> Dokumen Sumber
Mohon tunggu...
Syahirul Alim
Syahirul Alim Mohon Tunggu... Penulis - Penulis Lepas, Penceramah, dan Akademisi

Penulis lepas, Pemerhati Masalah Sosial-Politik-Agama, Tinggal di Tangerang Selatan

Selanjutnya

Tutup

Politik Pilihan

Kesturi Ramadan dan Politik Bau Tengik

11 Mei 2018   10:05 Diperbarui: 11 Mei 2018   10:23 511
+
Laporkan Konten
Laporkan Akun
Kompasiana adalah platform blog. Konten ini menjadi tanggung jawab bloger dan tidak mewakili pandangan redaksi Kompas.
Lihat foto
Sejumlah petugas berjaga di Mako Brimob, Depok, Jawa Barat, Rabu (9/5/2018). Beredar kabar telah terjadi keributan di dalam Rutan Mako Brimob, informasi yang didapat menyebutkan terdapat anggota brimob yang disandera dan senjata api mereka yang dirampas.(MAULANA MAHARDHIKA --kompas.com)

Bukan suatu kebetulan dimana dihampir setiap tahunnya, momen kedatangan bulan Ramadan selalu dimaknai jauh-jauh hari sebagai bulan yang mereguk banyak keuntungan. Tidak hanya bagi para pebisnis musiman, media elektronik, bahkan keuntungan berupa pahala yang akan diperoleh oleh mereka yang menjalankan puasanya secara ikhlas.

> Soal Tertulis 1
Sebutkan semua pihak yang disebut oleh tulisan di atas sebagai pihak yang meraih keuntungan dari bulan Ramadan.
> Soal Tertulis 2
Cari setiap baris dalam data yang memuat kata "person", lalu salin baris-baris itu.
Data berikut sama sekali tidak ada kaitannya dengan tulisan di atas.

> Data Tugas Ini
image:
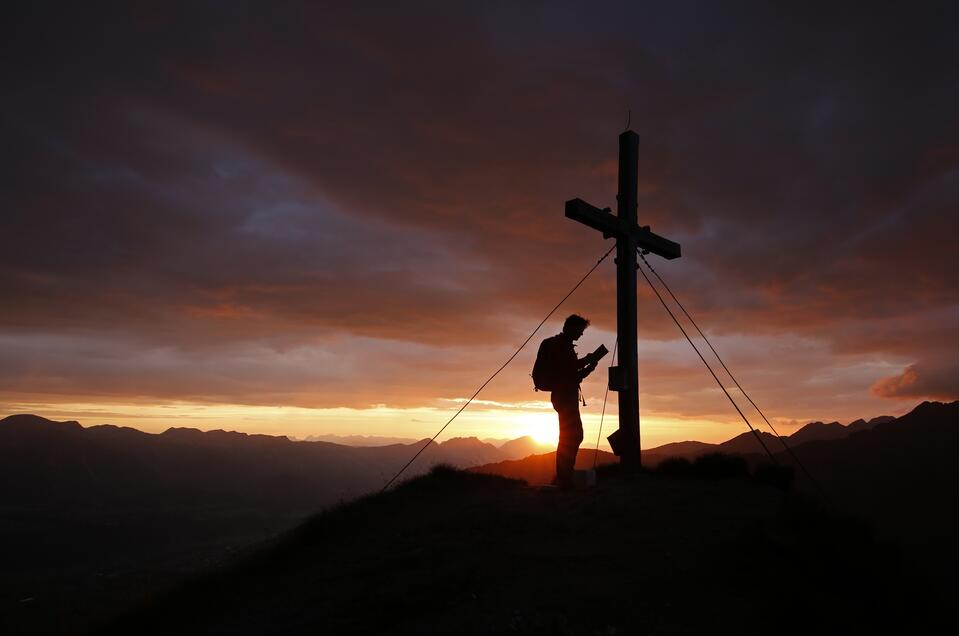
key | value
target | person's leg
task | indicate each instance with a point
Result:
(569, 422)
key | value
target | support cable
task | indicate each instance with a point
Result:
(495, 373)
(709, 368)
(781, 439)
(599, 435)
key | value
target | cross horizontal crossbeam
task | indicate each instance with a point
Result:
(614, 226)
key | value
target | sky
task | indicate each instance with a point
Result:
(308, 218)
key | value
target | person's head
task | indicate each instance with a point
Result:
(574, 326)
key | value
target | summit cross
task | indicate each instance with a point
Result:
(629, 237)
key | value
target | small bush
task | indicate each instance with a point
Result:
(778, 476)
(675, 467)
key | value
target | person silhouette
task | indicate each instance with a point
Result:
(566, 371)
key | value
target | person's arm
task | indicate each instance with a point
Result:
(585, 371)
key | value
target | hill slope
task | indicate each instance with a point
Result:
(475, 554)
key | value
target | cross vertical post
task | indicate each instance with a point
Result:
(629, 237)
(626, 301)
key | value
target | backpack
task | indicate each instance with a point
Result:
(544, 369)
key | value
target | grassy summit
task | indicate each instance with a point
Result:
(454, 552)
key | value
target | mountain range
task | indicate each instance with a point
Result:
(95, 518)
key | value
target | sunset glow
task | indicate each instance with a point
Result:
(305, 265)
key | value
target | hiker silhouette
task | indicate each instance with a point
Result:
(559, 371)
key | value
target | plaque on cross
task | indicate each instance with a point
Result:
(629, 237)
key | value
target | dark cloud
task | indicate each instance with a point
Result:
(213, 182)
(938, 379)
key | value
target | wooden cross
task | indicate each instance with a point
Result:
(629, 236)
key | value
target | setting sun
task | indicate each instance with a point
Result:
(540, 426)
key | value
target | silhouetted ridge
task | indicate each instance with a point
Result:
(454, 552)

...

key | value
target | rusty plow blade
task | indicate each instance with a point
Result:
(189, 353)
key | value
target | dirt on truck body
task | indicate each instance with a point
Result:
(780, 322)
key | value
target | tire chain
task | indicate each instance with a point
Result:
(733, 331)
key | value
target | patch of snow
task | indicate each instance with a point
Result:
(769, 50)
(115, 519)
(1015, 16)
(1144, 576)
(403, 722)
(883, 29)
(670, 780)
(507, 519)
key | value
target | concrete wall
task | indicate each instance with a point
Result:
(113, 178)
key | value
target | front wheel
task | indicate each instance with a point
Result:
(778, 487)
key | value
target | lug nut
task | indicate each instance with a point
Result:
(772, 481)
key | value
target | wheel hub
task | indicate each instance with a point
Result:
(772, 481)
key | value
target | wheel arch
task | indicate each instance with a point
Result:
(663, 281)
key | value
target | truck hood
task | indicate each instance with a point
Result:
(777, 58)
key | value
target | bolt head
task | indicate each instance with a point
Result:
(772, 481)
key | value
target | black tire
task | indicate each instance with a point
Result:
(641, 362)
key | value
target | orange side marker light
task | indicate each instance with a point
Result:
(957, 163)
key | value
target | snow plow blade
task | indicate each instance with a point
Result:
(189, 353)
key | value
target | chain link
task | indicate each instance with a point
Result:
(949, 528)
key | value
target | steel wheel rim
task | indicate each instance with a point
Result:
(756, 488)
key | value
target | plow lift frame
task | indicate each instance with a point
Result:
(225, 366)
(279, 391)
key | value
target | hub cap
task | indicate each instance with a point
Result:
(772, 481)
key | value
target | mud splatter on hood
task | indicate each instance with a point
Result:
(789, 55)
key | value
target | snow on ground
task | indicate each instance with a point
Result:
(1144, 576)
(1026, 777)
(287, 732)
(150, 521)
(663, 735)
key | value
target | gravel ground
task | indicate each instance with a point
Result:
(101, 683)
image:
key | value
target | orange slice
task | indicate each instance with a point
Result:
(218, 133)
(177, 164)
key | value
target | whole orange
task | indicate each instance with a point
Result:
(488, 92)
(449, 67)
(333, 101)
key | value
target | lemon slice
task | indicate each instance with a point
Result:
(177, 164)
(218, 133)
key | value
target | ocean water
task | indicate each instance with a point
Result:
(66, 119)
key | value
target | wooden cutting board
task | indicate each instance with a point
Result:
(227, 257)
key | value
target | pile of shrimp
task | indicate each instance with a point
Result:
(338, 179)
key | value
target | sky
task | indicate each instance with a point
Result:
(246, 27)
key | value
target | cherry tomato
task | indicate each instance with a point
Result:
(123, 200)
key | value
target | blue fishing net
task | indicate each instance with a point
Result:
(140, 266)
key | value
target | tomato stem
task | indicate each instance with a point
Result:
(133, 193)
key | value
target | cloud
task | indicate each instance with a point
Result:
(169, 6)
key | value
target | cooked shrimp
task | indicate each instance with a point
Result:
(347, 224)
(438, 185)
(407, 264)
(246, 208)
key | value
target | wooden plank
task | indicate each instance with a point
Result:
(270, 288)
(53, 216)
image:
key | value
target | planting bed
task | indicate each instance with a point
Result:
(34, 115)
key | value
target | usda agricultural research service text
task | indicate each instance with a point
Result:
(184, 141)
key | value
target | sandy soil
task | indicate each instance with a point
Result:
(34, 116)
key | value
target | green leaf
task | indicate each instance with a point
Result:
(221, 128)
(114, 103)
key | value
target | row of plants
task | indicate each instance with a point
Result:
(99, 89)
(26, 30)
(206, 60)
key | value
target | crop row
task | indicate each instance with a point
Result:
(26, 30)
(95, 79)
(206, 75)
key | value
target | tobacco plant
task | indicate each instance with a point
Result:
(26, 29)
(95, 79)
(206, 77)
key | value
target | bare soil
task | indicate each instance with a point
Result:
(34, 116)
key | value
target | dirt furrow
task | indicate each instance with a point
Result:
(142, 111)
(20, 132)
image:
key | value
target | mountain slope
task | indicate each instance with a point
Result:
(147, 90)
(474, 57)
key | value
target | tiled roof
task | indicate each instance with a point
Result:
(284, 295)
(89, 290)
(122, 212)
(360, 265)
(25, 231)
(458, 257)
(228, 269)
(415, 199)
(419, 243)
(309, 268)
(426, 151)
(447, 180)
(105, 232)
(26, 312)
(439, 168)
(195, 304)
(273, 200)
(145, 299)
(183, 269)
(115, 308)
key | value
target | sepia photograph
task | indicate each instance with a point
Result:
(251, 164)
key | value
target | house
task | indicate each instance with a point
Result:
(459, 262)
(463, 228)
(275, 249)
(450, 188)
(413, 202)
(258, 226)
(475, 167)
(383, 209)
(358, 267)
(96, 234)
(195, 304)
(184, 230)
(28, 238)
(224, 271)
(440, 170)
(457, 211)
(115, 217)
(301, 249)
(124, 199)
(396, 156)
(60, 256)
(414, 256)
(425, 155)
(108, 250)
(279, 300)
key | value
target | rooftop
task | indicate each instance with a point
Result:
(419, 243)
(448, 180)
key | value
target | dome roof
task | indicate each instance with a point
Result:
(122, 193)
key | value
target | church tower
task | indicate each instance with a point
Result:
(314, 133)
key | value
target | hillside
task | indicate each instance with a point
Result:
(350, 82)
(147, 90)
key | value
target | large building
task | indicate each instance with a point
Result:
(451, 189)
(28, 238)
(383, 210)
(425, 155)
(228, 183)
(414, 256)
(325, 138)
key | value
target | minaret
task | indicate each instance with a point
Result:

> Hasil 1
- Para pebisnis musiman
- Media elektronik
- Mereka yang menjalankan puasanya secara ikhlas (keuntungan berupa pahala)

> Hasil 2
target | person's leg
target | person's head
target | person silhouette
target | person's arm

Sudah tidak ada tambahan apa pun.